Coordinate annotation data
==*==

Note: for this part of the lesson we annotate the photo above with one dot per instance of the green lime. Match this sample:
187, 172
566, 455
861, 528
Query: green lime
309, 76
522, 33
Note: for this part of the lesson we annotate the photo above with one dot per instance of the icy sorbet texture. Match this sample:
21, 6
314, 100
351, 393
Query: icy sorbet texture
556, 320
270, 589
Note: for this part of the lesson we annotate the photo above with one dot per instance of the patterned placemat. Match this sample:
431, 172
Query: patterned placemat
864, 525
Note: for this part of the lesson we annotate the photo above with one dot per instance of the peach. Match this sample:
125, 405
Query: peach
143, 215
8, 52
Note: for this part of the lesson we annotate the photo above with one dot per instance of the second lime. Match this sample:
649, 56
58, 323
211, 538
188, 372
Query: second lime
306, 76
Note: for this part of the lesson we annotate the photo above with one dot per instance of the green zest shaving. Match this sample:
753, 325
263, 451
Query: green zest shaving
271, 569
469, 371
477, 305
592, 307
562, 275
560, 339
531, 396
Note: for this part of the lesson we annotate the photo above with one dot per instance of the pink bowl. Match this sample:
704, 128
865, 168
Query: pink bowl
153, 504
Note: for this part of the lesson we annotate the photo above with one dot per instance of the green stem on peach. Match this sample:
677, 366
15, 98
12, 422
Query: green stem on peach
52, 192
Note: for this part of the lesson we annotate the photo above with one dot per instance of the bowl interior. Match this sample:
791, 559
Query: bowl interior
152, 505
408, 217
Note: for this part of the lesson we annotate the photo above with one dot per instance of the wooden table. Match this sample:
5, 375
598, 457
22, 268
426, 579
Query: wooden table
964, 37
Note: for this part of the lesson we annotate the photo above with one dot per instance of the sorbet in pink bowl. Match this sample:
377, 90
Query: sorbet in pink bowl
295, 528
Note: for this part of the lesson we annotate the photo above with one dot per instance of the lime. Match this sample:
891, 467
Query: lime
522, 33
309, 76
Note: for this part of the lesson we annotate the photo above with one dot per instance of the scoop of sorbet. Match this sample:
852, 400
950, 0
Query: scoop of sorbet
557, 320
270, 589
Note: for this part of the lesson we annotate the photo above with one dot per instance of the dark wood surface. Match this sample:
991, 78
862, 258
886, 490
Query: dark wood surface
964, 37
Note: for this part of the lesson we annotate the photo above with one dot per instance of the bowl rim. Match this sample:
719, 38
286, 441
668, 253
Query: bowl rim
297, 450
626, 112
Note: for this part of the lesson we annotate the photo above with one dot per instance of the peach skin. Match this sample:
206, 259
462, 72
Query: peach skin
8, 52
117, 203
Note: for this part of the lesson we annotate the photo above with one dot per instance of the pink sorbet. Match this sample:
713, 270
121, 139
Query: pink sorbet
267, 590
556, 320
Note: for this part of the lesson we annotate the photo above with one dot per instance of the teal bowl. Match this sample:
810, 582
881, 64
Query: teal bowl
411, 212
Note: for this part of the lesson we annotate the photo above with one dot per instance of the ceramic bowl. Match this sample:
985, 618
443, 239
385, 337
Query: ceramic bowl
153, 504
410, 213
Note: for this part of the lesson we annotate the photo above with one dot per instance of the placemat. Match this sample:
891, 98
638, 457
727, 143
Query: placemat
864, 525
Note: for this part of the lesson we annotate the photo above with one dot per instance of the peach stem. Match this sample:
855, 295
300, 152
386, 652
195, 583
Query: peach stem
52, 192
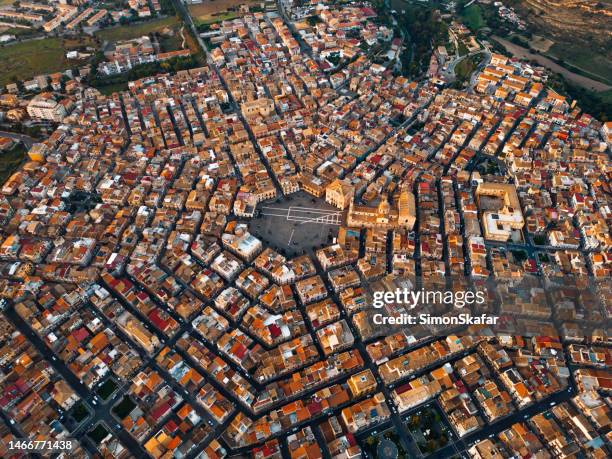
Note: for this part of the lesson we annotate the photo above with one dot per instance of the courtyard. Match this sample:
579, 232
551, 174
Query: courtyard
297, 223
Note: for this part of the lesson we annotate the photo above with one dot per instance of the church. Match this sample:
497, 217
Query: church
385, 215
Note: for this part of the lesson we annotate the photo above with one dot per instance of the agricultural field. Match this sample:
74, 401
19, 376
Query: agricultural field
130, 31
34, 57
209, 12
472, 17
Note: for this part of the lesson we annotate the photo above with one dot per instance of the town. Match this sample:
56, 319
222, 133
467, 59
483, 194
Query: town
188, 265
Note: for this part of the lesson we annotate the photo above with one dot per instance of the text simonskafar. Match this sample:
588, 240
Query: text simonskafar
428, 319
414, 298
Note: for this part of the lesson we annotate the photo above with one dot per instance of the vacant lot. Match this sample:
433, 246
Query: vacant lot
589, 61
296, 223
472, 17
127, 32
467, 66
541, 44
31, 58
208, 11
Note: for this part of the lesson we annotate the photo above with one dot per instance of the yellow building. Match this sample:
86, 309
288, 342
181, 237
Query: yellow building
38, 152
339, 193
258, 107
386, 216
362, 383
499, 219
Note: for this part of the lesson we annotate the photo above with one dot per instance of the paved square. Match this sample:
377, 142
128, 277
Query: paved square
296, 223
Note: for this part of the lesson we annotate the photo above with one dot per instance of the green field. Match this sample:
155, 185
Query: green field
588, 62
30, 58
472, 17
127, 32
467, 66
10, 160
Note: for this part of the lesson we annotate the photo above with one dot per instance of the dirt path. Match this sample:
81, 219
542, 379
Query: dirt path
523, 53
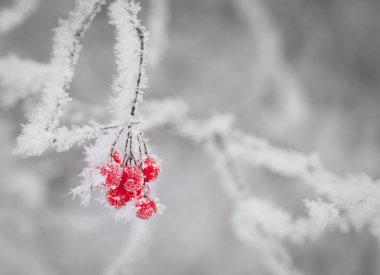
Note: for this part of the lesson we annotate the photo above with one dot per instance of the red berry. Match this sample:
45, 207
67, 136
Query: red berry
132, 178
151, 169
118, 197
145, 208
112, 174
116, 156
140, 193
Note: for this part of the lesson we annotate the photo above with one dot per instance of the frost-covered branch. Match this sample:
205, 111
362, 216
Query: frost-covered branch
38, 133
129, 51
15, 15
20, 78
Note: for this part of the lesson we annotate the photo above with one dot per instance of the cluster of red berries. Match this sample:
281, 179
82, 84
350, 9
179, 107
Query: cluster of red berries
127, 182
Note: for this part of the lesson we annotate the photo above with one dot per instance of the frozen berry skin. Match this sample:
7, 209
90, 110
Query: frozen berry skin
139, 193
132, 178
151, 169
112, 174
118, 197
145, 208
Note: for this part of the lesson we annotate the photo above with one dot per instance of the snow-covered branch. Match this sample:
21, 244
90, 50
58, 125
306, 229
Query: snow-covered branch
271, 72
13, 16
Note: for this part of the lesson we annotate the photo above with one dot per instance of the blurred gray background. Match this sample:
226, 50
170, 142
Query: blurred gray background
302, 74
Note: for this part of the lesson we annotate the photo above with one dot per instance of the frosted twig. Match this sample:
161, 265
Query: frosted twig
130, 80
13, 16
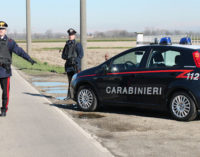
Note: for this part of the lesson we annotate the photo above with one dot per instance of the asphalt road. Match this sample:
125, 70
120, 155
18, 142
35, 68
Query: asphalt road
33, 128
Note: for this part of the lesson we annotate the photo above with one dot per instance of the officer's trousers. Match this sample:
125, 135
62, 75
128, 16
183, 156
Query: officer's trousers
5, 86
69, 75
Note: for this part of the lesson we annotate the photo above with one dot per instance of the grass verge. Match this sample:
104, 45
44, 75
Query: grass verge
89, 40
60, 48
39, 67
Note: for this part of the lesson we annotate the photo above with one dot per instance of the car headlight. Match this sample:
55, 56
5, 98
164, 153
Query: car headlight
74, 77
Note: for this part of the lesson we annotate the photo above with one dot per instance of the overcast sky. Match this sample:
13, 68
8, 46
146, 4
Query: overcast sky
103, 15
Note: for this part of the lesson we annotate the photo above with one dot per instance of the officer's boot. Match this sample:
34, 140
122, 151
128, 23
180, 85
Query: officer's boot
3, 112
68, 96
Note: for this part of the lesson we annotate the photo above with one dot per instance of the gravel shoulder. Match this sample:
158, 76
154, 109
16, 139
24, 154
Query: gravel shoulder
128, 132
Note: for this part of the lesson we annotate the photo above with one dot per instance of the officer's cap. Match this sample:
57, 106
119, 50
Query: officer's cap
3, 24
71, 31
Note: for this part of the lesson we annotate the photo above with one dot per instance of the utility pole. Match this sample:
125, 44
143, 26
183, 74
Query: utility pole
28, 27
83, 30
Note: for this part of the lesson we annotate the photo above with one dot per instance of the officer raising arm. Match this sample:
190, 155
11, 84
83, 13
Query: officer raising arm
72, 53
7, 46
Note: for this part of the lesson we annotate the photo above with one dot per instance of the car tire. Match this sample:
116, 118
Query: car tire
86, 99
182, 107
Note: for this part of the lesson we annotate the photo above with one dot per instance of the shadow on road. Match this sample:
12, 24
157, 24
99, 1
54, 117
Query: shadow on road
38, 95
132, 111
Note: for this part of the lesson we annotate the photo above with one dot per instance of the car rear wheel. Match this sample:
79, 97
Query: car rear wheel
86, 99
182, 107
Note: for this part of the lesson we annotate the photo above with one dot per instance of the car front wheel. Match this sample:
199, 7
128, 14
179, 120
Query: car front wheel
182, 107
86, 99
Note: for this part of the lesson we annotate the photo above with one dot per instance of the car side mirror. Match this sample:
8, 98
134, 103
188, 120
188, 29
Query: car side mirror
105, 68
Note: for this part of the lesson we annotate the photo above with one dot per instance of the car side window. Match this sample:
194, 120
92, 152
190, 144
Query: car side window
165, 59
127, 62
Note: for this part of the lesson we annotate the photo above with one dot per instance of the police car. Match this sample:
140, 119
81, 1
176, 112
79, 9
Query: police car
158, 76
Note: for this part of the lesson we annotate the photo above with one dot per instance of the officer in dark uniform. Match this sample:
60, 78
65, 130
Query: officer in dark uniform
7, 46
72, 53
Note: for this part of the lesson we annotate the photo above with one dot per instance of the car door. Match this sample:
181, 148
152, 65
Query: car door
118, 75
163, 66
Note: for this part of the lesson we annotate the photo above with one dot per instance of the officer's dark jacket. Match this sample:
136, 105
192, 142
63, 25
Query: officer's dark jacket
80, 53
13, 47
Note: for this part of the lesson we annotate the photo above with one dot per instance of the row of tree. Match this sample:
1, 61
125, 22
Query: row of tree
49, 34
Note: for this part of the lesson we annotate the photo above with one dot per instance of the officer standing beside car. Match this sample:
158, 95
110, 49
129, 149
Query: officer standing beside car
7, 46
72, 53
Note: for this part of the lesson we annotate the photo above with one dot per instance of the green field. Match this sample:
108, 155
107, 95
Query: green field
89, 40
24, 65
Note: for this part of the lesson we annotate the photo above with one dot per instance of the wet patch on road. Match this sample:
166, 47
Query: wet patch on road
42, 84
88, 116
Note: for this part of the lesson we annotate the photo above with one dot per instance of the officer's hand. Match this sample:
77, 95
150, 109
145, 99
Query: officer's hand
33, 62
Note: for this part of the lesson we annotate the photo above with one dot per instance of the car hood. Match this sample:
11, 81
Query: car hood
87, 72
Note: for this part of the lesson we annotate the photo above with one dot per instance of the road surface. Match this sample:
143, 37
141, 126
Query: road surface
33, 128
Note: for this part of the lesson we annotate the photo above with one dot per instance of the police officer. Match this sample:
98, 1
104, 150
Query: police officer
7, 46
72, 53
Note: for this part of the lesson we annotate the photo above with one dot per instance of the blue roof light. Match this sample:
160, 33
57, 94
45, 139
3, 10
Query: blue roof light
165, 41
186, 41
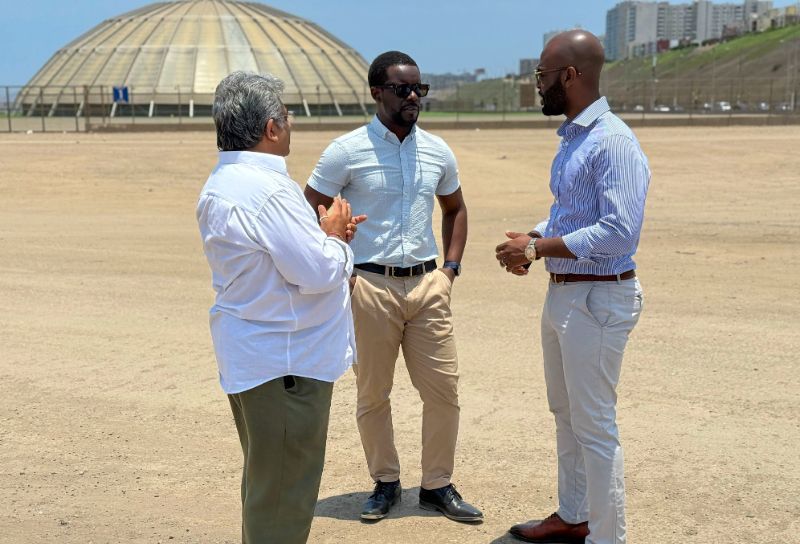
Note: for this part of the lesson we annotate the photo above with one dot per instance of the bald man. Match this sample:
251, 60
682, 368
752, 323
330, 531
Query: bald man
599, 180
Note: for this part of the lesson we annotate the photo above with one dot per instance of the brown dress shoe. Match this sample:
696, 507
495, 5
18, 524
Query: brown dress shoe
551, 529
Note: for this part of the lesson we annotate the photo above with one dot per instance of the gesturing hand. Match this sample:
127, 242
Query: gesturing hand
353, 226
334, 220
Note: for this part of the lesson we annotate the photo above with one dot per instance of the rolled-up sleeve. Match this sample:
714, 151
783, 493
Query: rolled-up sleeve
622, 177
302, 253
449, 183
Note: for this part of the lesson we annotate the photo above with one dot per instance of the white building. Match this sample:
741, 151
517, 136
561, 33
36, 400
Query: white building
636, 28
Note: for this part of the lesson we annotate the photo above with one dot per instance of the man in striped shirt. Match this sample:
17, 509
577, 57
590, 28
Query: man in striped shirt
599, 181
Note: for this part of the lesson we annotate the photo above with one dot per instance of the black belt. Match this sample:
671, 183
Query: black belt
562, 278
399, 271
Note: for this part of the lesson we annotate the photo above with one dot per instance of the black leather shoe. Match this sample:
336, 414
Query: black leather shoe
449, 502
386, 495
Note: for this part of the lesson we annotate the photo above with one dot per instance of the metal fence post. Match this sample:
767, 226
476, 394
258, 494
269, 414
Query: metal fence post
8, 108
769, 108
75, 102
458, 99
41, 107
86, 114
503, 99
103, 105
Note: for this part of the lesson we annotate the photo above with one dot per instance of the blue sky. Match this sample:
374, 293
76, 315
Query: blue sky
442, 35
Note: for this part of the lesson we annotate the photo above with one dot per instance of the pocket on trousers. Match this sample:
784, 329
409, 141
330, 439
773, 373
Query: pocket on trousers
445, 278
598, 303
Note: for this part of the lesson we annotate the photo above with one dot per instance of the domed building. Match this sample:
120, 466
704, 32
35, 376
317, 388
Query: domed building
172, 55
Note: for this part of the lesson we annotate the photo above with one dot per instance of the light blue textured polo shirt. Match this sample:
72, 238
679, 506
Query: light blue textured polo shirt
394, 183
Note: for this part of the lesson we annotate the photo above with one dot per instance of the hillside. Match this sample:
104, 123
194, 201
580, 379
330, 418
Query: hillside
750, 72
747, 70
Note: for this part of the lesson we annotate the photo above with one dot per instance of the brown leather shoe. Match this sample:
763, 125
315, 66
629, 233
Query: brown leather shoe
551, 529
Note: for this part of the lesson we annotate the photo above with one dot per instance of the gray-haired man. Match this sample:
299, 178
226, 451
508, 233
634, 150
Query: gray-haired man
281, 323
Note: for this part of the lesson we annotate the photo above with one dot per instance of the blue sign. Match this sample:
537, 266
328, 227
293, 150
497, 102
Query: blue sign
120, 94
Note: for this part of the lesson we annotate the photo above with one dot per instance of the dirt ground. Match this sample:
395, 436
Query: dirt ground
113, 427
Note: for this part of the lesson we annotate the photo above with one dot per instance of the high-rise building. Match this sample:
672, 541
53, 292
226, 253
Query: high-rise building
635, 28
527, 67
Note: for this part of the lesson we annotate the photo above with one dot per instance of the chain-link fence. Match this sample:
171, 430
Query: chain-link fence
80, 108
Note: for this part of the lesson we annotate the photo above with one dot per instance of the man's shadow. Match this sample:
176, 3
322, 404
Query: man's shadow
348, 506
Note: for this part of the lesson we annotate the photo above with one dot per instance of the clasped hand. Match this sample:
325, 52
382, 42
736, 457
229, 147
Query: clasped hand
338, 220
511, 253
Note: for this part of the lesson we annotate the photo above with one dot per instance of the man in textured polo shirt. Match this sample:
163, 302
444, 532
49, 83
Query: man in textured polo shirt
393, 171
281, 322
599, 180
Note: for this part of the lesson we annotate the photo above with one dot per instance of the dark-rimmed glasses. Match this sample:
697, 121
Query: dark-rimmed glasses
403, 90
537, 74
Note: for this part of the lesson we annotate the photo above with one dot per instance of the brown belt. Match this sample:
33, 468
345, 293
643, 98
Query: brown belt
562, 278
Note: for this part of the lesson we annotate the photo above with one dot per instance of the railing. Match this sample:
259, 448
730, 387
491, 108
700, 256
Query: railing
81, 108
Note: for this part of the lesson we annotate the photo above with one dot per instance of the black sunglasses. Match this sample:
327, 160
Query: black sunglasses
403, 90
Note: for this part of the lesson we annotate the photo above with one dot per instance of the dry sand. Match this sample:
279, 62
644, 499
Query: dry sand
114, 428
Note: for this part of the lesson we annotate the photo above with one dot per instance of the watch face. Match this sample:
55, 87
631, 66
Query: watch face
530, 253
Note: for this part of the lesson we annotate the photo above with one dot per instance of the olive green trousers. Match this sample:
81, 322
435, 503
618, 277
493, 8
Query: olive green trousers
282, 425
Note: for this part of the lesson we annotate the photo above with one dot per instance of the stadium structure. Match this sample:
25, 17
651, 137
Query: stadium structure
168, 57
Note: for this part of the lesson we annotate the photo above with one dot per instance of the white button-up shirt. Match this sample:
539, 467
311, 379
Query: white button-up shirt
283, 304
394, 183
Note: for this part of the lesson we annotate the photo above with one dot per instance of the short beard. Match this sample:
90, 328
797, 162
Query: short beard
554, 101
397, 118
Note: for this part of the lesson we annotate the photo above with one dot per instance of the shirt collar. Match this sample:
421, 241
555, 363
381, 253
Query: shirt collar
584, 119
264, 160
380, 129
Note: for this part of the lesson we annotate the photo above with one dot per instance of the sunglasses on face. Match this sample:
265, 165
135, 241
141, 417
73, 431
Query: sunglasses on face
539, 72
403, 90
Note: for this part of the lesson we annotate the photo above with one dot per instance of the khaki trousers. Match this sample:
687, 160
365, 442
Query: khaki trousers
282, 426
412, 313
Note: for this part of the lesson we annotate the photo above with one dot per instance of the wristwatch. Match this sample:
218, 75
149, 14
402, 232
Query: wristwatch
454, 266
530, 250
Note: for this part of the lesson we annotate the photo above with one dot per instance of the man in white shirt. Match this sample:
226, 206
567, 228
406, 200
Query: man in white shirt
281, 324
395, 172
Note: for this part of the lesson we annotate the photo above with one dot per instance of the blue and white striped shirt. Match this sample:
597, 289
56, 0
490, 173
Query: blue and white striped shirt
599, 179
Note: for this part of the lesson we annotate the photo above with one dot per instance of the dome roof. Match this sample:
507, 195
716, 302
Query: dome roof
188, 46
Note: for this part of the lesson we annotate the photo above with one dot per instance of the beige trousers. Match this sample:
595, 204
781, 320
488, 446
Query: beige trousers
412, 313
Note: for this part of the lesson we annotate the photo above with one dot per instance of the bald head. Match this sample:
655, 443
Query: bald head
576, 48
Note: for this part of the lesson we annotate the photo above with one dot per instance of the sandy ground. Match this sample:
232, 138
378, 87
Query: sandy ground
113, 427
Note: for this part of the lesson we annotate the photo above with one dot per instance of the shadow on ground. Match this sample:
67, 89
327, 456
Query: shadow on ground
347, 506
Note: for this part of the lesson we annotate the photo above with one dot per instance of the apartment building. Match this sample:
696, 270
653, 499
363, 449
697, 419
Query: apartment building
638, 28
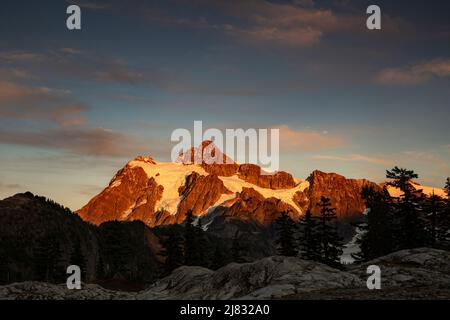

==*==

From the data above, pull out each line that contains the string "asphalt", matching case exactly.

▶ _CORRECT RESPONSE_:
Note: for this part of the lesson we annotate the photo above with one dot per instance of the asphalt road. Match this sample:
Query: asphalt road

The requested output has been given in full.